*Article*:

# Blokes strike Back



## fastasflip (May 13, 2003)

How many men does it take to open a beer?
None. It should be opened by the time she brings it.
-------------------------------------------------------------------
Why is a Laundry a really bad place to pick up a woman?
Because a woman who can't even afford a washing machine will
probably never be able to support you.
--------------------------------------------------------------------
Why do women have smaller feet than men?
It's one of those "evolutionary things" that allows them to
stand closer to the kitchen sink.
-------------------------------------------------------------------
How do you know when a woman is about to say something smart?
When she starts her sentence with "A man once told me..."
-------------------------------------------------------------------
How do you fix a woman's watch?
You don't. There is a clock on the oven.
-------------------------------------------------------------------
Why do men break wind more than women?
Because women can't shut up long enough to build up the required
pressure.
-------------------------------------------------------------------
If your dog is barking at the back door and your wife is yelling
at the front door, who do you let in first?
The dog, of course. He'll shut up once you let him in.
-------------------------------------------------------------------
What's worse than a Male Chauvinist Pig?
A woman who won't do what she's told.
-------------------------------------------------------------------
I married Miss Right. I just didn't know her first name was
Always.
-------------------------------------------------------------------
Scientists have discovered a food that diminishes a woman's sex
drive by 90%. It's called a Wedding Cake.
-------------------------------------------------------------------
Why do men die before their wives?
They want to.
-------------------------------------------------------------------
Women will never be equal to men until they can walk down the
street with a bald head and a beer gut, and still think they are
sexy.
-------------------------------------------------------------------
In the beginning, God created the earth and rested.
Then God created Man and rested.
Then God created Woman.
Since then, neither God nor Man has rested


----------



## Guy (May 13, 2002)

CLASS ;D


----------



## Widget (May 7, 2002)

What do you tell a woman with a black eye?

Nothing. You've told her once!


----------



## imster (Apr 26, 2003)

What do you tell a woman with 2 black eyes???

Nothing you already told her twice!!!


----------



## Widget (May 7, 2002)

Yeah, but why did you tell her twice?

You'd already told her once!


----------

*Records shown*:
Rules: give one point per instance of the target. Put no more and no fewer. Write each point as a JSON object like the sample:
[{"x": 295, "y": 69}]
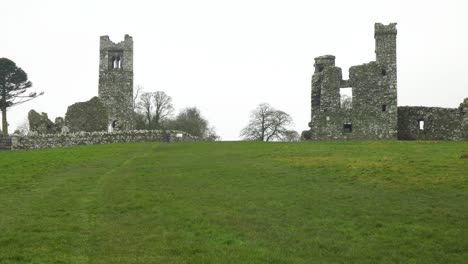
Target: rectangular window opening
[
  {"x": 421, "y": 124},
  {"x": 347, "y": 127},
  {"x": 346, "y": 98}
]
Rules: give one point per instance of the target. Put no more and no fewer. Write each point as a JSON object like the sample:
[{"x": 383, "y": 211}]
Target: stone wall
[
  {"x": 89, "y": 116},
  {"x": 39, "y": 141},
  {"x": 431, "y": 123},
  {"x": 116, "y": 80},
  {"x": 373, "y": 111}
]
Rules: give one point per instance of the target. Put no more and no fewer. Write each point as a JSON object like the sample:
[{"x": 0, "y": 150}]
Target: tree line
[{"x": 154, "y": 110}]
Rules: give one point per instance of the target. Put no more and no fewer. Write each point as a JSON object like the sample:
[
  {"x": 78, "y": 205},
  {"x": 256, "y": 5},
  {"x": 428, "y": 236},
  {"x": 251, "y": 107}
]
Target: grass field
[{"x": 236, "y": 202}]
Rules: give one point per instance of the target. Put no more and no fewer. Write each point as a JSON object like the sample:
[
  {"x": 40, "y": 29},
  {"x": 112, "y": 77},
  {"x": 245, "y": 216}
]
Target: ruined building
[
  {"x": 116, "y": 81},
  {"x": 373, "y": 112}
]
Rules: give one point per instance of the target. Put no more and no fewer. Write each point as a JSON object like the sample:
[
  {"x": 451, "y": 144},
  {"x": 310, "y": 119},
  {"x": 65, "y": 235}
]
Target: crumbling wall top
[
  {"x": 324, "y": 61},
  {"x": 381, "y": 29},
  {"x": 107, "y": 44}
]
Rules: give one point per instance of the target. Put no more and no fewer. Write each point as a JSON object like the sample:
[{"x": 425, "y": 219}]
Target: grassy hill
[{"x": 236, "y": 202}]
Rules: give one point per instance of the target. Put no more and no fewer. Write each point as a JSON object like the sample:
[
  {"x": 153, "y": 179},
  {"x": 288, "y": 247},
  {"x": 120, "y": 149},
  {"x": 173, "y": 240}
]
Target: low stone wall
[
  {"x": 438, "y": 123},
  {"x": 90, "y": 138}
]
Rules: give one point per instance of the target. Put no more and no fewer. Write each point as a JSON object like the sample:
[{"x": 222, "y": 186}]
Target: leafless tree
[
  {"x": 163, "y": 108},
  {"x": 290, "y": 136},
  {"x": 266, "y": 124},
  {"x": 145, "y": 105}
]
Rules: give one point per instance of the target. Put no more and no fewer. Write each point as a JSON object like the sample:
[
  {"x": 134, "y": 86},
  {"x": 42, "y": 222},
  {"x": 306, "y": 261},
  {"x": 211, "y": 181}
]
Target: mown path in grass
[{"x": 236, "y": 202}]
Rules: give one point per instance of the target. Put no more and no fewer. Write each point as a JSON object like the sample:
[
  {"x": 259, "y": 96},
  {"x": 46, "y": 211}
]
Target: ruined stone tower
[
  {"x": 372, "y": 112},
  {"x": 116, "y": 81}
]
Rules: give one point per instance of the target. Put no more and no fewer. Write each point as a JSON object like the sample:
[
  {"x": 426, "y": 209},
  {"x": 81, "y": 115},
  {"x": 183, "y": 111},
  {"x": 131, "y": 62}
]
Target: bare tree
[
  {"x": 290, "y": 136},
  {"x": 138, "y": 90},
  {"x": 145, "y": 105},
  {"x": 266, "y": 124},
  {"x": 163, "y": 108},
  {"x": 13, "y": 86}
]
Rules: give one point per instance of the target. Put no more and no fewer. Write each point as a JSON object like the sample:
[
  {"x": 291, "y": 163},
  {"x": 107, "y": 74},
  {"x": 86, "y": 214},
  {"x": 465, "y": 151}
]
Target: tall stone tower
[
  {"x": 371, "y": 112},
  {"x": 116, "y": 81},
  {"x": 385, "y": 50}
]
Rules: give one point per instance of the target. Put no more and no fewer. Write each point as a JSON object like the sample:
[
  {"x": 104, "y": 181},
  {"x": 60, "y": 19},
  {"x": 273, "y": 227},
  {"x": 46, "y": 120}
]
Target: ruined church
[
  {"x": 372, "y": 112},
  {"x": 116, "y": 82}
]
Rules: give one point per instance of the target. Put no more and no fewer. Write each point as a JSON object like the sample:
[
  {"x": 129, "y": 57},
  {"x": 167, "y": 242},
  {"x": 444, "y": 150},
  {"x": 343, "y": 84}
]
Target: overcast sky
[{"x": 226, "y": 57}]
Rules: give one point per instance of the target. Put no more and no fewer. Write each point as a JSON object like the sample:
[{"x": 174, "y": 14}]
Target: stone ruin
[
  {"x": 373, "y": 112},
  {"x": 87, "y": 116},
  {"x": 116, "y": 82}
]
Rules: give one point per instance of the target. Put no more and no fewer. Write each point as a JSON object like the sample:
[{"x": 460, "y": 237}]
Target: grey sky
[{"x": 226, "y": 57}]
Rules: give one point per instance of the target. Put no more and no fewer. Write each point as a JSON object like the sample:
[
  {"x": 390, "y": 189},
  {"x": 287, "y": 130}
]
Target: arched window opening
[
  {"x": 119, "y": 63},
  {"x": 421, "y": 124},
  {"x": 115, "y": 63}
]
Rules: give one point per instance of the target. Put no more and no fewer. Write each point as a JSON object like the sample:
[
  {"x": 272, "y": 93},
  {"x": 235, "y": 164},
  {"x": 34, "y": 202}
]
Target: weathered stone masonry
[
  {"x": 374, "y": 113},
  {"x": 40, "y": 141},
  {"x": 116, "y": 81}
]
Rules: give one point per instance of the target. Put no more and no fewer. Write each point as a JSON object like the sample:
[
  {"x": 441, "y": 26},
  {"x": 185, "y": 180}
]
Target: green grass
[{"x": 236, "y": 202}]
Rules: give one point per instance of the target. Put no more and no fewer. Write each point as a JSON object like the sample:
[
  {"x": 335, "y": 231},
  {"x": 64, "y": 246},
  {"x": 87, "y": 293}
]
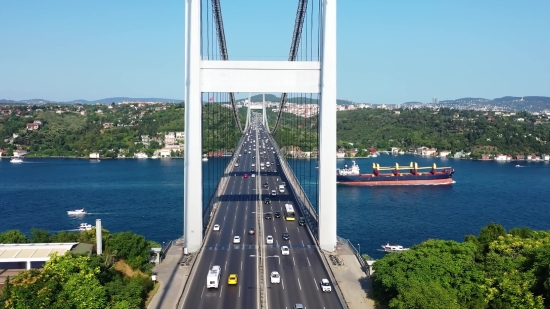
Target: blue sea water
[{"x": 146, "y": 197}]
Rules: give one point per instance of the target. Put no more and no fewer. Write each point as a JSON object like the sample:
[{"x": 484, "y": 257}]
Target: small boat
[
  {"x": 77, "y": 212},
  {"x": 393, "y": 248},
  {"x": 84, "y": 227}
]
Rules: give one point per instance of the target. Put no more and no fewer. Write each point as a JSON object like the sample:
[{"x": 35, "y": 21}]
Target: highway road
[
  {"x": 236, "y": 213},
  {"x": 301, "y": 271}
]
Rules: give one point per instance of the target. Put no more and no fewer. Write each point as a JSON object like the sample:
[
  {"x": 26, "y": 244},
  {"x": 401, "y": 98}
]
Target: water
[{"x": 146, "y": 197}]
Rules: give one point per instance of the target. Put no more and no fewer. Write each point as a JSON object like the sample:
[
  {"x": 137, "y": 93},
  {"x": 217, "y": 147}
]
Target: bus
[{"x": 289, "y": 212}]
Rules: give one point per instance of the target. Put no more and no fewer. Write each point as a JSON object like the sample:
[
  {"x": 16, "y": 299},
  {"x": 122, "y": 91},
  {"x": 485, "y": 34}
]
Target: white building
[{"x": 165, "y": 153}]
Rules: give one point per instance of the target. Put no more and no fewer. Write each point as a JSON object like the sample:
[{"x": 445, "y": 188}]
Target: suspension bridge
[{"x": 260, "y": 159}]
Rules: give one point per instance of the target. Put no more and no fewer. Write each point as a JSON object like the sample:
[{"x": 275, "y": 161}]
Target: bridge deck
[{"x": 301, "y": 271}]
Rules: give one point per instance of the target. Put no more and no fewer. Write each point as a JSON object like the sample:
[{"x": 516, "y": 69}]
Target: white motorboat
[
  {"x": 84, "y": 227},
  {"x": 77, "y": 212},
  {"x": 393, "y": 248}
]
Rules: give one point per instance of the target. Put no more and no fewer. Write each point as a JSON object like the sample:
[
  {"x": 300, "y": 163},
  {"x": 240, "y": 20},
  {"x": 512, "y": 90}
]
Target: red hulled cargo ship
[{"x": 396, "y": 176}]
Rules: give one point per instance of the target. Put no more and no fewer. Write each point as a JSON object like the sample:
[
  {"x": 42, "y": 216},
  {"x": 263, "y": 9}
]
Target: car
[
  {"x": 232, "y": 279},
  {"x": 285, "y": 250},
  {"x": 325, "y": 285},
  {"x": 275, "y": 277}
]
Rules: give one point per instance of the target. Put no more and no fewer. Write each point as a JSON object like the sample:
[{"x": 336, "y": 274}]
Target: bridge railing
[
  {"x": 302, "y": 199},
  {"x": 357, "y": 254}
]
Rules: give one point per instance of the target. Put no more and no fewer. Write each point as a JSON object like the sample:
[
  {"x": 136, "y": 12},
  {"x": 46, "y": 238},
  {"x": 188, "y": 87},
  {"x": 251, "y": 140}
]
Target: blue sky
[{"x": 388, "y": 51}]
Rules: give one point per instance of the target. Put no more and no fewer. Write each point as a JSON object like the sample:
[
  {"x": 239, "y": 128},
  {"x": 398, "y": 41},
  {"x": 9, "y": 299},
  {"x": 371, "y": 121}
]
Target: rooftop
[{"x": 32, "y": 252}]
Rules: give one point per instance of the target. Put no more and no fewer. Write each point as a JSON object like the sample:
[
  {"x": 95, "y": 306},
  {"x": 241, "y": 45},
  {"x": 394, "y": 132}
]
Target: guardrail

*Task set*:
**a.** Extract everything in the thread from "The dog, of" down to "They want to.".
**b.** Find each line of the listing that contains the string "tower", and copy those lines.
The thread and the listing come from unrelated sources.

*Answers to the exercises*:
**a.**
The dog, of course. He'll shut up once you let him in.
-------------------------------------------------------------------
What's worse than a Male Chauvinist Pig?
A woman who won't do what she's told.
-------------------------------------------------------------------
I married Miss Right. I just didn't know her first name was
Always.
-------------------------------------------------------------------
Scientists have discovered a food that diminishes a woman's sex
drive by 90%. It's called a Wedding Cake.
-------------------------------------------------------------------
Why do men die before their wives?
They want to.

**b.**
Target: ruined stone tower
Target: tall stone tower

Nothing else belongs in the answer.